- _Extracted records_

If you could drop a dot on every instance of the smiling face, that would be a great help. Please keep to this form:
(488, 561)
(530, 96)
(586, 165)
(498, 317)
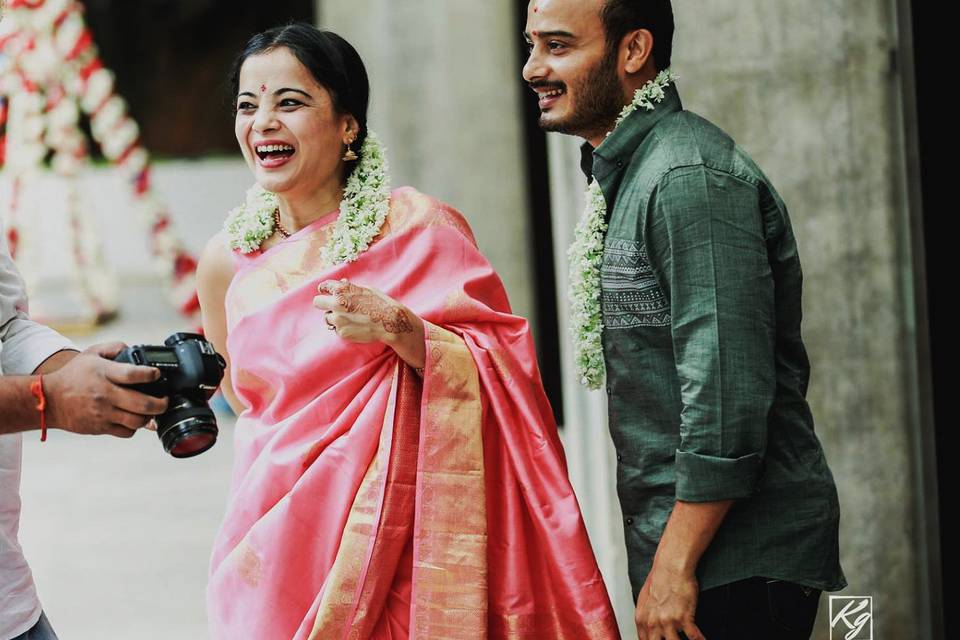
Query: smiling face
(288, 128)
(571, 68)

- _Work order_
An exact copy of the entries, without any pictures, is what the answer should be.

- _Problem solution_
If you could drop a dot on every instance of the smiling face, that would be a great help. Please keep to this form:
(488, 561)
(530, 96)
(586, 165)
(498, 317)
Query: smiling face
(288, 128)
(571, 68)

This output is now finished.